The First Art Newspaper on the Net   Established in 1996 United States Friday, April 27, 2018

Wellin Museum presents first exhibition of Pranlal Patel's photographs in the United States
Pranlal Patel, Making Brooms, Saraspur, Ahmedabad, Jyoti Sangh Series, c. 1937. Image courtesy of Pranlal Patel.

CLINTON, NY.- The Wellin Museum of Art presents the first U.S. exhibition of photographs by celebrated Indian photographer Pranlal K. Patel. On view February 1 through April 15, 2014, Refocusing the Lens: Pranlal K. Patel’s Photographs of Women at Work in Ahmedabad features 35 images that document the lives of women in the workforce in early twentieth-century India, as well as several other related works by the artist, and the original camera Patel used to capture these arresting images. Taken in 1937 as a commission for Jyoti Sangh, a philanthropic group dedicated to improving the lives of women in India, the photographs provide unprecedented insight into the lives of working-class women as they engaged in a range of labor activities—in their homes, neighborhoods, and the markets of Ahmedabad. Refocusing the Lens is the first posthumous exhibition of work by Pranlal Patel, who passed away on January 18, 2014, at the age of 104.

### DATASET EXCERPT:
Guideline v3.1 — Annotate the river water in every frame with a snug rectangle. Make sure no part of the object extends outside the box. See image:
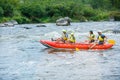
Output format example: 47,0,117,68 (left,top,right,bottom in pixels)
0,22,120,80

### TASKS TO PERFORM:
1. Answer from the Pranlal Patel exhibition article:
(a) On what dates was the exhibition on view?
(b) How many images does the exhibition feature?
(c) At what age did Pranlal Patel die?
2. Rewrite the Pranlal Patel exhibition article, everything from "Wellin Museum presents" down to "of Pranlal Patel.", with "photographs" replaced by "pictures".
The data has no connection to the text.

### EXPECTED RESPONSES:
1.
(a) February 1 through April 15, 2014
(b) 35
(c) 104

2.
Wellin Museum presents first exhibition of Pranlal Patel's pictures in the United States
Pranlal Patel, Making Brooms, Saraspur, Ahmedabad, Jyoti Sangh Series, c. 1937. Image courtesy of Pranlal Patel.